**WHAT YOU ARE ASKED TO DO**
Copy the records word for word, beginning at the very start and ending with the line that contains "pixel 79 49". Leave out the pictures.

**GIVEN DATA**
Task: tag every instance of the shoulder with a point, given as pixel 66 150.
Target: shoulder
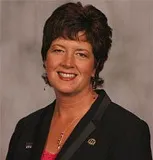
pixel 122 121
pixel 33 118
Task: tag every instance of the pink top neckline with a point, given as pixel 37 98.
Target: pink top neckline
pixel 48 156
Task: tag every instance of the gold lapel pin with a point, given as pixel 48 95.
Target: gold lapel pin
pixel 92 141
pixel 28 145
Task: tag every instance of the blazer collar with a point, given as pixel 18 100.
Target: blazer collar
pixel 83 129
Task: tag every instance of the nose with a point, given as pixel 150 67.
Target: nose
pixel 68 61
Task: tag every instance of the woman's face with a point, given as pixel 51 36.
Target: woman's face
pixel 70 65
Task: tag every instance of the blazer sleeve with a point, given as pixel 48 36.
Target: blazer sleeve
pixel 14 140
pixel 135 145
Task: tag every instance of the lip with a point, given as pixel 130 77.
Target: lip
pixel 66 72
pixel 66 78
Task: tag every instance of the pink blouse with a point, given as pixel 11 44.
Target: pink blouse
pixel 48 156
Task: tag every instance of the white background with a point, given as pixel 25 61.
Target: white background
pixel 128 73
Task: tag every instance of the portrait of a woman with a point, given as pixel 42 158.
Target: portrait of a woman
pixel 82 123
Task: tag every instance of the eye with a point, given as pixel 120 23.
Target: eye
pixel 82 55
pixel 57 51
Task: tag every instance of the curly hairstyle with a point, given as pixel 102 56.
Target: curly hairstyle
pixel 70 18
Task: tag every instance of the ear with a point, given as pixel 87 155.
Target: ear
pixel 45 64
pixel 93 72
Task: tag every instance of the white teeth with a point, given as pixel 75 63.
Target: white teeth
pixel 67 75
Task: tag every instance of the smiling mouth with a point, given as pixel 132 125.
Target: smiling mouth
pixel 66 76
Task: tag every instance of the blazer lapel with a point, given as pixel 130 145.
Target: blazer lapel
pixel 85 128
pixel 41 132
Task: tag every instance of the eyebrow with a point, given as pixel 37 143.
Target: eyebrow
pixel 79 49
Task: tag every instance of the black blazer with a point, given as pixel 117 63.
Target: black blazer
pixel 106 132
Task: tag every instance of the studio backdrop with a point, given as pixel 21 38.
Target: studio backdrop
pixel 128 73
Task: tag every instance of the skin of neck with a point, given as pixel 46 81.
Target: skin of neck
pixel 69 106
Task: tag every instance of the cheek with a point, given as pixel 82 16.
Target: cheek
pixel 50 63
pixel 87 69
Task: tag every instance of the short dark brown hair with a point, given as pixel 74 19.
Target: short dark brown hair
pixel 70 18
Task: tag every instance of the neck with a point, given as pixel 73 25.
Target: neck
pixel 70 106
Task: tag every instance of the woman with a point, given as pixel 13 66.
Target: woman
pixel 82 123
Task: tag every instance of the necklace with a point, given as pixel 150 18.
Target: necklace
pixel 60 139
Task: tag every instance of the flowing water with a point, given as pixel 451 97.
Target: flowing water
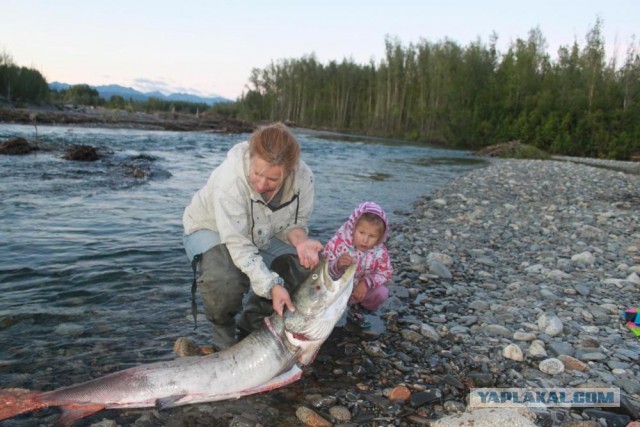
pixel 93 275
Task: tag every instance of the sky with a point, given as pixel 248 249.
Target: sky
pixel 210 47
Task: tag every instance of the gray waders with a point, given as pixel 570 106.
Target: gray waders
pixel 223 287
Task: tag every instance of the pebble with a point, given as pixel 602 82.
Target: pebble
pixel 512 275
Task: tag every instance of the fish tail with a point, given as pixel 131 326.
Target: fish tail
pixel 16 401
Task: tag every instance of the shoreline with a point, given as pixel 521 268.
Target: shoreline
pixel 494 254
pixel 98 116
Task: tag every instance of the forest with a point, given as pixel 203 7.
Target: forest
pixel 578 103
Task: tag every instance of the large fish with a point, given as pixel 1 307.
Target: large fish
pixel 266 359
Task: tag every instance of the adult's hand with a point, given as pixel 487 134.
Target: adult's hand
pixel 308 251
pixel 280 298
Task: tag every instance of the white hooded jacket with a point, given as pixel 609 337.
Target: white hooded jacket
pixel 229 205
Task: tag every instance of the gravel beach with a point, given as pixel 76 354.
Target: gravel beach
pixel 511 276
pixel 515 275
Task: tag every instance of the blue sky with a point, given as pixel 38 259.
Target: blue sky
pixel 210 47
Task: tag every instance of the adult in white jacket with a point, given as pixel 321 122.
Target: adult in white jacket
pixel 247 229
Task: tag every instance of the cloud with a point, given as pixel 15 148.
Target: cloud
pixel 150 85
pixel 167 88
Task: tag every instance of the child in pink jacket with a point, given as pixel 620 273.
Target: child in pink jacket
pixel 361 240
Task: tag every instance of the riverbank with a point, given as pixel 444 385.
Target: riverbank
pixel 513 275
pixel 517 248
pixel 103 117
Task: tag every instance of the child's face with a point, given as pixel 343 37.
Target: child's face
pixel 366 235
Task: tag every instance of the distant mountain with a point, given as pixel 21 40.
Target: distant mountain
pixel 107 91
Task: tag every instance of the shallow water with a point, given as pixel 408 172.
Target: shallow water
pixel 92 270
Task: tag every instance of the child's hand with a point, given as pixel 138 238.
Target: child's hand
pixel 359 291
pixel 344 261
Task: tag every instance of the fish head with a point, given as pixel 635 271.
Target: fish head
pixel 320 302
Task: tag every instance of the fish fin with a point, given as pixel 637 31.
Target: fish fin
pixel 169 401
pixel 16 401
pixel 75 411
pixel 281 380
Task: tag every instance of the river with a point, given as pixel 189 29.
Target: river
pixel 92 270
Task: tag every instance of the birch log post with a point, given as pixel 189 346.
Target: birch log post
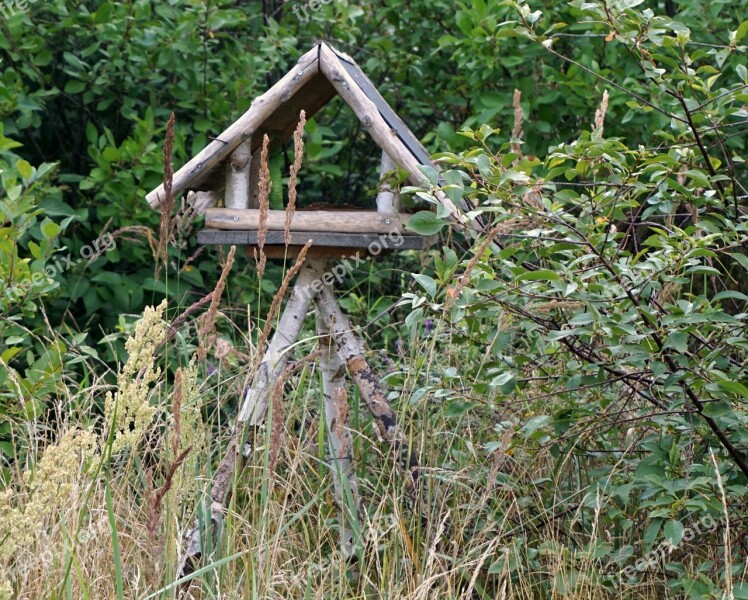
pixel 345 481
pixel 237 176
pixel 351 350
pixel 252 413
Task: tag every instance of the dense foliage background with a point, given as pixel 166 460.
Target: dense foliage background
pixel 573 374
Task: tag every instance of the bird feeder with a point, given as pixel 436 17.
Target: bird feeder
pixel 228 169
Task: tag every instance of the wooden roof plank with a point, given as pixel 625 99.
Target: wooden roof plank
pixel 395 123
pixel 200 166
pixel 327 239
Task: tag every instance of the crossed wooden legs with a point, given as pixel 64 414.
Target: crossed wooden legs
pixel 341 349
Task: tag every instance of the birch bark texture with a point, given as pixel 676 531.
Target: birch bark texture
pixel 351 350
pixel 345 482
pixel 251 414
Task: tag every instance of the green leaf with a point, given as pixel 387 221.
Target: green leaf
pixel 74 86
pixel 430 173
pixel 678 340
pixel 742 259
pixel 733 387
pixel 718 409
pixel 425 223
pixel 50 229
pixel 674 532
pixel 427 283
pixel 24 168
pixel 540 275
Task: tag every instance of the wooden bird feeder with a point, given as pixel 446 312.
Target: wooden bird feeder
pixel 229 168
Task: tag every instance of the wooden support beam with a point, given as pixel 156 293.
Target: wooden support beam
pixel 262 107
pixel 351 350
pixel 327 221
pixel 369 115
pixel 236 195
pixel 375 243
pixel 251 414
pixel 345 482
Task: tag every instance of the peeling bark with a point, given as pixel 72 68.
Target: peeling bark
pixel 351 350
pixel 251 414
pixel 341 442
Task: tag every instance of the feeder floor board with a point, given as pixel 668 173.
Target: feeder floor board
pixel 366 241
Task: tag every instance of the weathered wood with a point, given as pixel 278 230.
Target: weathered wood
pixel 351 350
pixel 202 201
pixel 388 201
pixel 252 413
pixel 254 179
pixel 345 482
pixel 236 195
pixel 395 123
pixel 314 252
pixel 383 134
pixel 315 94
pixel 190 175
pixel 337 221
pixel 376 243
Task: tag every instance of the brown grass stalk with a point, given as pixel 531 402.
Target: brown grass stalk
pixel 263 198
pixel 517 135
pixel 278 298
pixel 207 328
pixel 168 203
pixel 298 155
pixel 600 113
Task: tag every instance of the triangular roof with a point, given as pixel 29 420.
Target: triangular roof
pixel 319 75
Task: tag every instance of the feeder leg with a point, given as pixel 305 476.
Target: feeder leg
pixel 341 442
pixel 351 350
pixel 252 411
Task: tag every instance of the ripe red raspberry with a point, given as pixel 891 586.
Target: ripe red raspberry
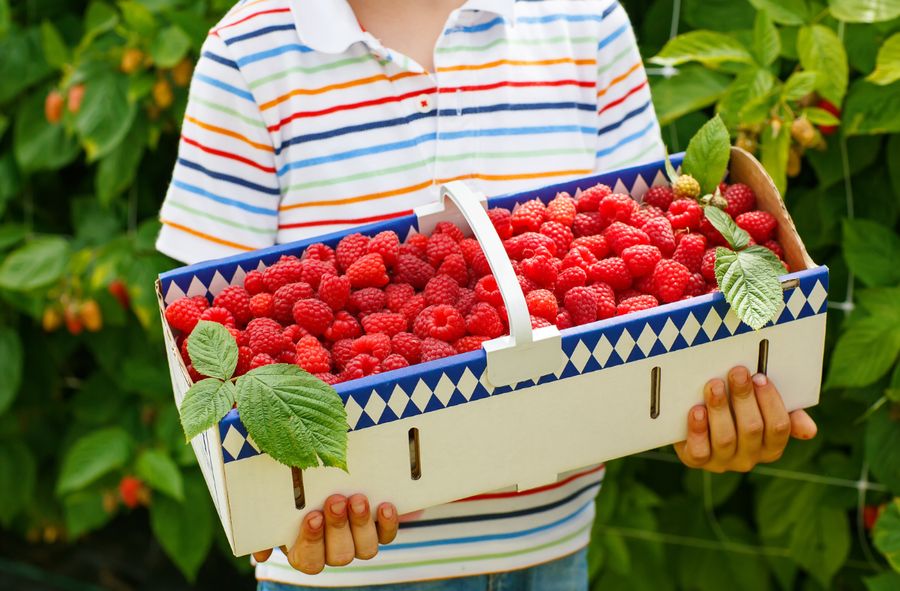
pixel 641 259
pixel 542 303
pixel 581 302
pixel 389 323
pixel 387 244
pixel 620 236
pixel 313 315
pixel 236 300
pixel 408 345
pixel 262 305
pixel 413 270
pixel 350 249
pixel 589 199
pixel 759 224
pixel 436 349
pixel 740 199
pixel 612 271
pixel 442 322
pixel 685 214
pixel 500 218
pixel 368 271
pixel 690 250
pixel 660 197
pixel 636 304
pixel 562 209
pixel 659 230
pixel 669 280
pixel 334 290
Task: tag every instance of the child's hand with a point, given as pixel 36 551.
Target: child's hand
pixel 345 529
pixel 753 428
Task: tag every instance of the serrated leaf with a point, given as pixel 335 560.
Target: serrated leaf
pixel 212 350
pixel 294 417
pixel 204 405
pixel 706 158
pixel 749 281
pixel 737 237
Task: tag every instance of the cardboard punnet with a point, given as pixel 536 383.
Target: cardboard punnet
pixel 527 407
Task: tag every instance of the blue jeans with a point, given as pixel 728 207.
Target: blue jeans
pixel 566 574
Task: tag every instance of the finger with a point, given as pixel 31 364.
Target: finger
pixel 775 418
pixel 362 526
pixel 308 553
pixel 747 418
pixel 802 425
pixel 339 550
pixel 387 523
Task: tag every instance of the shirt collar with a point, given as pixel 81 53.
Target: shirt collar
pixel 331 27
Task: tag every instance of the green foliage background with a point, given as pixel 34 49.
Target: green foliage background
pixel 78 202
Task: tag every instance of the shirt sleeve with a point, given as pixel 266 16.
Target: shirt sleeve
pixel 628 132
pixel 224 195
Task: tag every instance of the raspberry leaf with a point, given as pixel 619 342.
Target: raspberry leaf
pixel 294 417
pixel 737 237
pixel 212 350
pixel 749 281
pixel 204 404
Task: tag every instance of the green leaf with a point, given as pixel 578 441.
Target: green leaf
pixel 821 51
pixel 212 350
pixel 872 252
pixel 293 417
pixel 37 264
pixel 159 471
pixel 749 281
pixel 864 11
pixel 887 66
pixel 204 405
pixel 92 456
pixel 766 42
pixel 737 238
pixel 886 534
pixel 706 158
pixel 11 365
pixel 706 47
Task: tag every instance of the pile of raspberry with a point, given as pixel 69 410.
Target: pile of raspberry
pixel 373 304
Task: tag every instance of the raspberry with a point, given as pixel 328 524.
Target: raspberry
pixel 368 271
pixel 334 290
pixel 413 270
pixel 685 214
pixel 740 199
pixel 388 323
pixel 541 303
pixel 581 303
pixel 660 197
pixel 669 280
pixel 183 314
pixel 236 300
pixel 408 345
pixel 442 322
pixel 220 315
pixel 759 224
pixel 612 271
pixel 659 230
pixel 641 259
pixel 589 199
pixel 313 315
pixel 386 244
pixel 636 304
pixel 435 349
pixel 500 218
pixel 350 249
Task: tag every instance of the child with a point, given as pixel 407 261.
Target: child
pixel 307 117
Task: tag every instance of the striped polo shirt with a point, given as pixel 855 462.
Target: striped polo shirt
pixel 300 123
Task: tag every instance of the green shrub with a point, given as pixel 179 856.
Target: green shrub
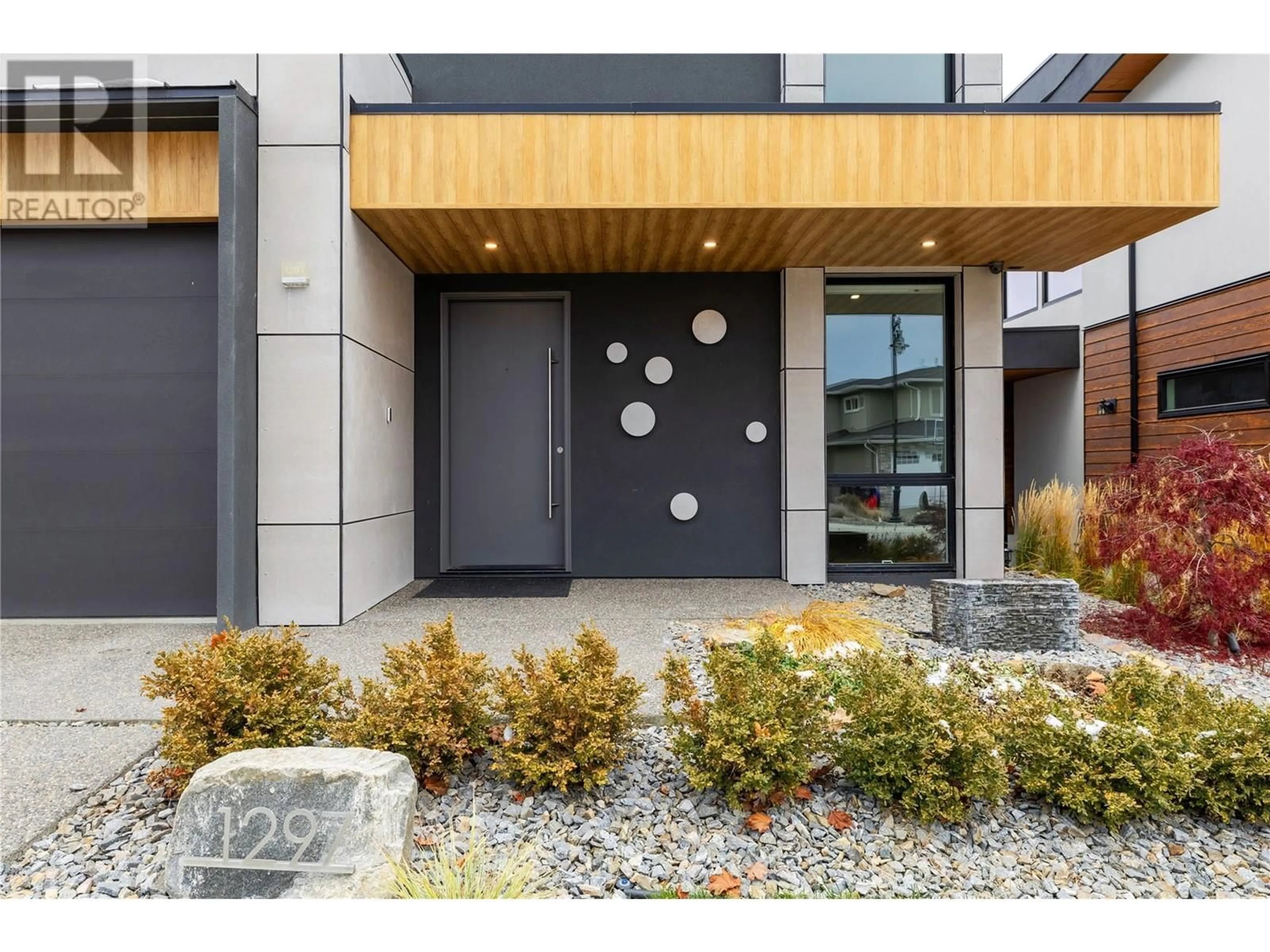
pixel 570 716
pixel 1232 763
pixel 759 734
pixel 432 705
pixel 1112 761
pixel 1223 742
pixel 916 738
pixel 235 692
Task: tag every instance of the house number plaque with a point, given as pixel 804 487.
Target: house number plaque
pixel 260 827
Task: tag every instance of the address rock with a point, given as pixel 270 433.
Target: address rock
pixel 293 823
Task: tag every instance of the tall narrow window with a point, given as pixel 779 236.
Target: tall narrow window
pixel 889 488
pixel 1062 284
pixel 1020 294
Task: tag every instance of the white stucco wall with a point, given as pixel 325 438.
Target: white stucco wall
pixel 1232 242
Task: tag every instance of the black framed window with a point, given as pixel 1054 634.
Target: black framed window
pixel 888 78
pixel 1216 388
pixel 888 428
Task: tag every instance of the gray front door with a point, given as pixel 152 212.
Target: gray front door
pixel 506 417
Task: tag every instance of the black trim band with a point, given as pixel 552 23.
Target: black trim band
pixel 785 108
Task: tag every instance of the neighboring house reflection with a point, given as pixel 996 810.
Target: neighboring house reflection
pixel 859 416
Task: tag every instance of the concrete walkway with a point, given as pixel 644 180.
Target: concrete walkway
pixel 91 671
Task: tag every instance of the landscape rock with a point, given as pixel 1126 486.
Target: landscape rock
pixel 243 827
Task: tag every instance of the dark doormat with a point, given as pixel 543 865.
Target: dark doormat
pixel 521 587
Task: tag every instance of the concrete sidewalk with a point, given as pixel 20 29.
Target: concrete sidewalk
pixel 92 671
pixel 48 771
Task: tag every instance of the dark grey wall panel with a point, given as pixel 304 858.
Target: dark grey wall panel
pixel 108 420
pixel 623 485
pixel 108 572
pixel 595 78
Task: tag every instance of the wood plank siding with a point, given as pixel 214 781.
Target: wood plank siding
pixel 1220 327
pixel 644 192
pixel 177 179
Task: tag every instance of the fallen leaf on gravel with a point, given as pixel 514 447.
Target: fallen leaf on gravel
pixel 760 823
pixel 724 885
pixel 841 820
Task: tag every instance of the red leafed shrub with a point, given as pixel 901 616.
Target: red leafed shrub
pixel 1198 524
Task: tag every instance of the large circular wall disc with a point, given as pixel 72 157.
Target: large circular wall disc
pixel 638 419
pixel 658 370
pixel 684 506
pixel 709 327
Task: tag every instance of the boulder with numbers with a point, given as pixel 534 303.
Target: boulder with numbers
pixel 293 823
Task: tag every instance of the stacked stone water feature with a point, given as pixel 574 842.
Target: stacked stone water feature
pixel 1006 615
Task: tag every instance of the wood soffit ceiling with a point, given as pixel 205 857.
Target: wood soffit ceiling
pixel 585 192
pixel 1123 78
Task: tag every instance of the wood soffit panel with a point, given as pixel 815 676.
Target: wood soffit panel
pixel 646 192
pixel 50 178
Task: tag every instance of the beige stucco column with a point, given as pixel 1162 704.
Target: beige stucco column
pixel 980 426
pixel 336 459
pixel 803 509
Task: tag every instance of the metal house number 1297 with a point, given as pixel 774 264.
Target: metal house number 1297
pixel 307 822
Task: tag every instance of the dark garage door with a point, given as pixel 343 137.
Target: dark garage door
pixel 108 422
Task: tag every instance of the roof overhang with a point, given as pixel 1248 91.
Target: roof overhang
pixel 112 155
pixel 643 188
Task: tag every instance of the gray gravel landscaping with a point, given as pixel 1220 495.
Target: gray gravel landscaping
pixel 651 828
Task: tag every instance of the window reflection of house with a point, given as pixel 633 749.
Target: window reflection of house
pixel 859 416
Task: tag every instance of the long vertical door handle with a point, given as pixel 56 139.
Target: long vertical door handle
pixel 550 451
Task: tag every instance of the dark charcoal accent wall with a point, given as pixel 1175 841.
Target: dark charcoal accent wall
pixel 108 422
pixel 595 78
pixel 623 485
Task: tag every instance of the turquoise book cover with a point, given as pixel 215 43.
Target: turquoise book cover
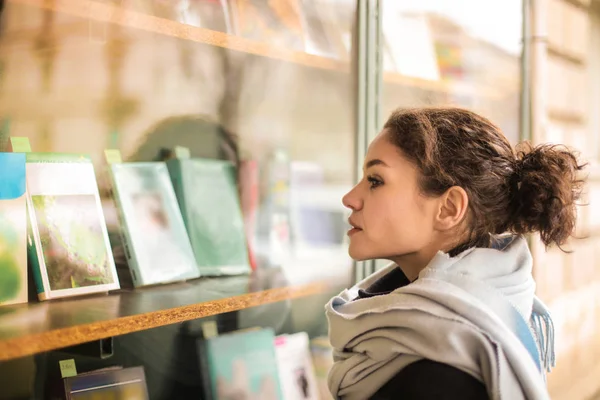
pixel 69 246
pixel 242 365
pixel 13 229
pixel 158 247
pixel 209 201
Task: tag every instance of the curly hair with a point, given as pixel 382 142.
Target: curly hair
pixel 523 190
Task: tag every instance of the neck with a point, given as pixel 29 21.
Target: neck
pixel 412 264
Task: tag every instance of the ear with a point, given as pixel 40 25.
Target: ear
pixel 453 208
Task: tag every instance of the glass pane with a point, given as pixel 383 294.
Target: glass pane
pixel 264 84
pixel 464 53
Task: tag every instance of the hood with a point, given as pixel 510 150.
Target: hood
pixel 506 266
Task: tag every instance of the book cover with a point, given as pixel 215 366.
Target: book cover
pixel 156 243
pixel 68 245
pixel 277 23
pixel 296 371
pixel 321 39
pixel 117 383
pixel 209 202
pixel 322 358
pixel 248 178
pixel 13 229
pixel 242 365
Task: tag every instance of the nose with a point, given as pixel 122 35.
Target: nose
pixel 352 199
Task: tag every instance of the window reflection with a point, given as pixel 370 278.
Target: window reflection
pixel 463 52
pixel 266 85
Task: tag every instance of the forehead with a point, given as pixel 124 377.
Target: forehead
pixel 381 148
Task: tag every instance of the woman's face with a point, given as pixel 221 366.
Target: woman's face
pixel 390 217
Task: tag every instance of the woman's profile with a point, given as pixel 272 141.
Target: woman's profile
pixel 448 200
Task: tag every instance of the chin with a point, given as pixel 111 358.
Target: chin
pixel 358 255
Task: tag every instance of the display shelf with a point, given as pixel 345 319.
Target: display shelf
pixel 117 15
pixel 39 327
pixel 109 13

**EXERCISE SOLUTION**
Task: tag every instance of the shoulder with a point, given as pixel 66 150.
Target: shoulder
pixel 122 121
pixel 33 118
Task: tag every instance of the pink top neckline with a point, given as pixel 37 98.
Target: pink top neckline
pixel 48 156
Task: tag every instance of the gold lapel pin with a point, given as pixel 48 95.
Target: gold lapel pin
pixel 92 141
pixel 28 145
Task: tag every instance of the blazer collar with a point, given as pixel 18 100.
Target: blazer collar
pixel 83 129
Task: tag every instance of the nose with a point, given as pixel 150 67.
Target: nose
pixel 68 61
Task: tag every instance of the woman's face with a point, given as pixel 51 36.
Target: woman's face
pixel 70 65
Task: tag every instance of the blazer sleeve with a point, given as pixel 48 36.
Target: blazer sleeve
pixel 14 140
pixel 135 145
Task: tag every instance of the lip with a point, given as pixel 130 77.
Target: lip
pixel 66 72
pixel 66 78
Task: tag every instance of the pink blouse with a point, given as pixel 11 44.
Target: pink blouse
pixel 48 156
Task: tag every instance of the white background with a point, given as pixel 25 61.
Target: white background
pixel 128 73
Task: tag every instance of the portrait of a woman with a point, given as pixel 42 158.
Target: portrait of a woman
pixel 82 123
Task: tag every instance of the eye with a point, given as pixel 120 23.
Target: eye
pixel 82 55
pixel 57 51
Task: tag every instance of the curly hairstyle with a point, given as pixel 102 56.
Target: curly hairstyle
pixel 70 18
Task: tag every instance of the ear with a point, given as pixel 87 155.
Target: ear
pixel 45 64
pixel 93 72
Task: tag every instance of the white teeth with a point, given as pixel 75 63.
Target: white teeth
pixel 67 75
Task: tag every instance of the smiling mouth with a point, given as pixel 132 125.
Target: smiling mouth
pixel 66 76
Task: tag every instance of the blazer lapel with a point, given as pixel 130 145.
Target: blazer lapel
pixel 85 128
pixel 41 132
Task: tag every instance of the eyebrow with a point, given as pixel 37 143.
Target: eyebrow
pixel 79 49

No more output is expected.